→ **EXTRACT PROVIDED**
Historical Context for Groundwork of the Metaphysics of Morals

  Portrait of Frederick the Great of Prussia by Johann Georg Ziesenis, 1763. (Wikimedia Commons) Portrait of Frederick the Great of Prussia by Johann Georg Ziesenis, 1763. (Wikimedia Commons) Considered the foremost philosopher of the European Enlightenment, Kant lived in 18th century Prussia during the reign of Frederick the Great (from 1740 to 1786), a vigorous “absolute monarch,” who was hailed both as a military genius and a “philosopher king” personifying the Enlightenment (Voltaire). Frederick the Great improved Prussia’s judicial and educational systems, promoted the arts and sciences, and instituted the principle of freedom of conscience in the Prussian state.  

In his essay “What is Enlightenment?” Kant depicts Prussia as a shining example of the Enlightenment movement and expresses his hopes that Prussia’s spirit of freedom, advanced by Frederick, would spread beyond the state’s boundaries. In the majority of his philosophical works, Kant was not very preoccupied with the concrete manifestations of political freedom. He developed instead a notion of freedom as "autonomy," the idea that that we should obey a law based on reason that we give to ourselves.

Kant was impressed by the progress of modern science (Copernicus, Galileo, Newton). As a result, he found the endless and seemingly insolvable metaphysical debates of his time about God, freedom, and immortality unbearable. He became convinced that if philosophy was to take its place among the sciences, it would have to proceed more critically. It would have to start from scratch and systematically investigate its own possibilities.

→ **MATERIAL FOR THIS TASK**
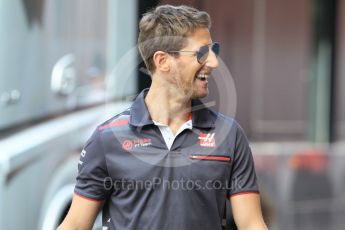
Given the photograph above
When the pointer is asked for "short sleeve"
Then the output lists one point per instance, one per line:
(92, 170)
(243, 177)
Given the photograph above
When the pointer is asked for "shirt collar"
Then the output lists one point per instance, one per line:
(202, 117)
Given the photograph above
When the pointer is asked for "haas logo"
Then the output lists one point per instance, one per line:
(207, 139)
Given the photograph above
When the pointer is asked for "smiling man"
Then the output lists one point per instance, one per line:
(169, 162)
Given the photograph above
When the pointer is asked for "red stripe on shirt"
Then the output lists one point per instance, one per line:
(115, 123)
(243, 193)
(87, 198)
(210, 158)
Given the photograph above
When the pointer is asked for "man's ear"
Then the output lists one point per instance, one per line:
(161, 60)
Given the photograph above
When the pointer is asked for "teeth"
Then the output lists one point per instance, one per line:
(202, 77)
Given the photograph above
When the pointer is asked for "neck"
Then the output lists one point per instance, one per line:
(167, 105)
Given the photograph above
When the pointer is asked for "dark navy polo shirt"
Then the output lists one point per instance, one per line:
(147, 186)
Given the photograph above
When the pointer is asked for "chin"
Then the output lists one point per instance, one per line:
(199, 95)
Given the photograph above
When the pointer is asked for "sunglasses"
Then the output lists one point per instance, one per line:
(203, 52)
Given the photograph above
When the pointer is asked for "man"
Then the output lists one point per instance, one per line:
(165, 162)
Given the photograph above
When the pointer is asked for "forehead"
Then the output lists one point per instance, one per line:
(201, 36)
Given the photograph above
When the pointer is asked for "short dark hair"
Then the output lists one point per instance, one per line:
(166, 27)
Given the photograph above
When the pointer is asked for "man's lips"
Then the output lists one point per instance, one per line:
(202, 77)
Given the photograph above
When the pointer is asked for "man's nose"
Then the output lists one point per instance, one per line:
(212, 60)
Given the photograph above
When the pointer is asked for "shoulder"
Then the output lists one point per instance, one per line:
(222, 120)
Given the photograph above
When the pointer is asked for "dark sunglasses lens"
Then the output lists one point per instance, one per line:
(215, 48)
(202, 54)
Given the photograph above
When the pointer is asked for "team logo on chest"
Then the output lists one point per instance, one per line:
(207, 139)
(136, 143)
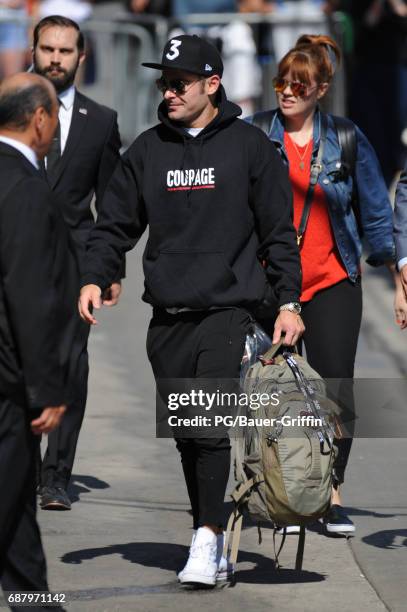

→ **REQUEST 1**
Please pick out every line of the rows that contains the string "short", matching case exactly.
→ **REQUEST 2**
Carry on the text about Kant's historical setting from its last sentence.

→ **TASK RESULT 1**
When the pointer is asked for "short sleeve"
When the pointer is asked for "short dark hair"

→ **TASK RESULT 2**
In his moral philosophy, Kant explains how reason can guide us to find morality in our actions. Hume and other empiricists of his time advocated the idea that our experience could help us to understand the grounds for moral activity, often in "moral sentiments." Kant brushes away this. Moral philosophy, in order to be considered a science, he says in Section II of the Groundwork, must “manifest its purity as sustainer of its own laws, not as herald of laws that an implanted sense or who knows what tutelary nature whispers to it” (Groundwork, p. 35).  Following moral principles derived from the senses and from experience, he admits, “may always be better than nothing at all.” Yet, they “can never yield basic principles that reason dictates,” and since this is decidedly Kant’s goal, he rejects the empiricists’ approach to morality.   

Kant aimed for a moral philosophy founded on reason. More precisely, he sought  to establish moral principles that “have their source entirely and completely a priori” and “expect nothing from the inclination of human beings.” A priori judgments, according to Kant, are judgments that are made independently of experience and that are held universally. In other words, he wanted to cut out any inconsistent empirical ‘mess.’ He sought a moral law independent from external circumstances (situations, customs, mores, societal laws), a universal law that is intelligible “for all rational beings” alike, regardless of the circumstances.

This premise led him to the bold statement in the first sentence of Section I, where he claims that the only thing that can be called good without limitation or qualification is the good will. Kant looked for goodness not in an object of our will but in the will itself. As Kant considered anything outside of the subject as dependent on empirical aspects, while he thought that our will can be guided by reason. By “placing” goodness within the individual (in the will), he makes it dependent on something that the individual—in fact, all rational individuals universally—can influence directly, namely the motivation underlying their actions.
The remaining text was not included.